• [본문]:
-*-*-
Split View: [컴파일러] 17. 병렬성 검출과 루프 변환

[컴파일러] 17. 병렬성 검출과 루프 변환

개요

멀티코어 프로세서와 GPU가 보편화됨에 따라, 프로그램에서 병렬성을 찾아내고 활용하는 것이 매우 중요해졌습니다. 컴파일러는 프로그램을 분석하여 안전하게 병렬 실행할 수 있는 부분을 자동으로 검출하고, 루프 변환을 통해 병렬성과 지역성을 모두 향상시킬 수 있습니다.

1. 병렬성의 유형

1.1 데이터 병렬성 (Data Parallelism)

같은 연산을 서로 다른 데이터에 대해 동시에 수행합니다.

// 데이터 병렬: 각 반복이 독립적
for (i = 0; i < n; i++) {
    c[i] = a[i] + b[i];
}

// 4개 프로세서로 분할 실행:
// P0: i = 0..n/4-1
// P1: i = n/4..n/2-1
// P2: i = n/2..3n/4-1
// P3: i = 3n/4..n-1

1.2 태스크 병렬성 (Task Parallelism)

서로 다른 작업을 동시에 수행합니다.

// 태스크 병렬: 세 함수가 독립적
result1 = processA(data)    // 태스크 1
result2 = processB(data)    // 태스크 2
result3 = processC(data)    // 태스크 3
// 세 태스크를 동시에 실행 가능

1.3 파이프라인 병렬성

데이터를 단계별로 처리하며, 각 단계를 서로 다른 프로세서가 담당합니다.

// 3단계 파이프라인:
// Stage 1: read    -> P0
// Stage 2: process -> P1
// Stage 3: write   -> P2

// 시간:   1      2      3      4      5
// P0:   read1  read2  read3  read4  read5
// P1:          proc1  proc2  proc3  proc4
// P2:                 wrt1   wrt2   wrt3

2. 의존성 분석 (Dependence Analysis)

루프를 병렬화하려면 반복 간의 의존성을 분석해야 합니다.

2.1 루프 의존성의 종류

// 흐름 의존성 (진정한 의존성)
-*-*-
• [제공 자료]:

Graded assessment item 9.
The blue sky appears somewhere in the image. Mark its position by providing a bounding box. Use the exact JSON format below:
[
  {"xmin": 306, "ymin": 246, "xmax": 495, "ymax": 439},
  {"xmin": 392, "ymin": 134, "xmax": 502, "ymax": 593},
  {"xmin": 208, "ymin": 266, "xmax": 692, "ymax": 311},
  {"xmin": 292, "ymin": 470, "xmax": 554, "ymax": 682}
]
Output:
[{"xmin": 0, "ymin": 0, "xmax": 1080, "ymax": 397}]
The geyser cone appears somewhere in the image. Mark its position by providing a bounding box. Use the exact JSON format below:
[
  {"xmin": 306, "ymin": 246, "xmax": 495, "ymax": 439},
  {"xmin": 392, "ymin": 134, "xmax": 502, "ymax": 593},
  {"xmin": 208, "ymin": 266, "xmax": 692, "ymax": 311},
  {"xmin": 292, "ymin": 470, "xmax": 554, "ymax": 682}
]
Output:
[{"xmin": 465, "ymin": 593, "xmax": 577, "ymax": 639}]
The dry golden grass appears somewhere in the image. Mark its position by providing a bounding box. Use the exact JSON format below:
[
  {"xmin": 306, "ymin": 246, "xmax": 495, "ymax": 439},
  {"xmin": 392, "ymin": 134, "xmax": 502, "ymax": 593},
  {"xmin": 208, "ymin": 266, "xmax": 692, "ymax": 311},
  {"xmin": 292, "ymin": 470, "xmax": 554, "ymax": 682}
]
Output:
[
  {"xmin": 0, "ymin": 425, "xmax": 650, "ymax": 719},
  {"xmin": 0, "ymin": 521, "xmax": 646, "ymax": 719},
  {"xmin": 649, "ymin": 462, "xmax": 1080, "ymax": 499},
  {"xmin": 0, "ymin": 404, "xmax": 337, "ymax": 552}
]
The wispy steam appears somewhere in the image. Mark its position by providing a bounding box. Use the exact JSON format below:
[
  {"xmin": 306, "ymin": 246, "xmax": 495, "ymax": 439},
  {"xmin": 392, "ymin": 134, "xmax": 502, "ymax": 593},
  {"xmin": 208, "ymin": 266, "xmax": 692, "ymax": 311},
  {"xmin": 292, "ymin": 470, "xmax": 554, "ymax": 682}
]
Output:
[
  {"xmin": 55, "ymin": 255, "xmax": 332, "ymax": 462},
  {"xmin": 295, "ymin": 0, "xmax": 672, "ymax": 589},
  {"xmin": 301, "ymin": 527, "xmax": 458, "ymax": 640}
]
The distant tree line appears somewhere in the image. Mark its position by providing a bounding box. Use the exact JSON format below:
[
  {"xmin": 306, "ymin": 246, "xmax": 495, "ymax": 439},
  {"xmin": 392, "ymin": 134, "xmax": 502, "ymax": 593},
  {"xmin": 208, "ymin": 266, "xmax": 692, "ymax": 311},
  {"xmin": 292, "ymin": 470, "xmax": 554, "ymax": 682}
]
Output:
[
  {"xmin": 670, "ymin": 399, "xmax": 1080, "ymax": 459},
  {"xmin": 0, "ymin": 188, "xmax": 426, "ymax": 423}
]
-*-*-
• [할 일 목록]:
**A)** 병렬성 검출에 관한 글에서 "Split View: [컴파일러]"부터 "대해 동시에 수행합니다."까지를 빠짐없이 다시 옮겨 적되, "멀티코어 프로세서" 대신 "다중 코어 프로세서"라는 표현으로 대체하세요.
**B)** 병렬성 검출에 관한 글을 보고 다음 질문에 짧게 답하세요.
(i) 데이터 병렬성 예시에서 루프는 몇 개의 프로세서로 나뉘어 실행됩니까?
(ii) 3단계 파이프라인 예시에서 Stage 2의 process는 어느 프로세서가 맡습니까?
(iii) 루프를 병렬화하려면 무엇을 분석해야 합니까?
**C)** 병렬성 검출에 관한 글의 마지막 줄 다음부터 내용을 이어서 써 나가세요.

• [답변]:
**A)**
Split View: [컴파일러] 17. 병렬성 검출과 루프 변환

[컴파일러] 17. 병렬성 검출과 루프 변환

개요

다중 코어 프로세서와 GPU가 보편화됨에 따라, 프로그램에서 병렬성을 찾아내고 활용하는 것이 매우 중요해졌습니다. 컴파일러는 프로그램을 분석하여 안전하게 병렬 실행할 수 있는 부분을 자동으로 검출하고, 루프 변환을 통해 병렬성과 지역성을 모두 향상시킬 수 있습니다.

1. 병렬성의 유형

1.1 데이터 병렬성 (Data Parallelism)

같은 연산을 서로 다른 데이터에 대해 동시에 수행합니다.

**B)**
(i) 4개의 프로세서로 나뉘어 실행됩니다.
(ii) P1이 맡습니다.
(iii) 반복 간의 의존성을 분석해야 합니다.

**C)**
for (i = 1; i < n; i++) {
    a[i] = a[i-1] + 1;  // 반복 i가 반복 i-1의 결과에 의존
}
// 의존 거리(distance) = 1, 병렬화 불가

// 반의존성
for (i = 0; i < n-1; i++) {
    a[i] = a[i+1] + 1;  // 읽기 후 쓰기
}
// 순서를 역전하면 해결 가능

// 출력 의존성
for (i = 0; i < n; i++) {
    a[i % 2] = b[i];    // 같은 위치에 반복적으로 쓰기
}

2.2 의존 벡터와 의존 거리

다중 중첩 루프에서 의존성을 벡터로 표현합니다.

// 2중 루프에서의 의존 벡터
for (i = 1; i < n; i++) {
    for (j = 1; j < m; j++) {
        a[i][j] = a[i-1][j-1] + 1;
    }
}

// a[i][j]는 a[i-1][j-1]에 의존
// 의존 벡터: (1, 1)  (i방향 거리 1, j방향 거리 1)

2.3 배열 의존성 테스트

두 배열 접근이 같은 위치를 참조하는지 판별하는 테스트입니다.

GCD 테스트 (필요 조건):

// a[c1*i + c2]와 a[c3*j + c4]가 같은 위치를 참조하려면
// c1*i + c2 = c3*j + c4를 만족하는 정수 i, j가 존재해야 함
// -> gcd(c1, c3)이 (c4 - c2)를 나누어야 함

// 예시:
// a[2*i + 1]과 a[2*j]
// gcd(2, 2) = 2, c4 - c2 = 0 - 1 = -1
// 2는 -1을 나누지 못함 -> 의존성 없음! (병렬화 가능)

Banerjee 테스트 (더 정밀한 검사):

// 루프 범위를 고려하여 의존성을 검사
// a[i + 1]과 a[j] (0 <= i,j < n)
// i + 1 = j를 만족하는 (i,j) 쌍이 범위 내에 존재하는가?
// 0 <= i < n이고 0 <= i+1 < n이면 존재
// -> 의존성 있음

2.4 의존성 분석의 한계

// 정확한 의존성 분석이 어려운 경우:

// 1. 간접 배열 접근
a[b[i]] = ...  // b[i]의 값을 알 수 없음

// 2. 포인터를 통한 접근
*p = ...       // p가 가리키는 위치를 알 수 없음

// 3. 함수 호출
foo(a, i)      // foo가 a를 수정하는지 알 수 없음

// 이런 경우 보수적으로 의존성이 있다고 가정 (안전하지만 병렬화 불가)

3. 루프 변환

3.1 루프 교환 (Loop Interchange)

중첩 루프의 순서를 바꾸는 변환입니다. 병렬성 노출이나 메모리 지역성 향상에 사용됩니다.

// 원본: 행 우선 접근 (C에서는 이미 최적)
for (i = 0; i < n; i++)
    for (j = 0; j < m; j++)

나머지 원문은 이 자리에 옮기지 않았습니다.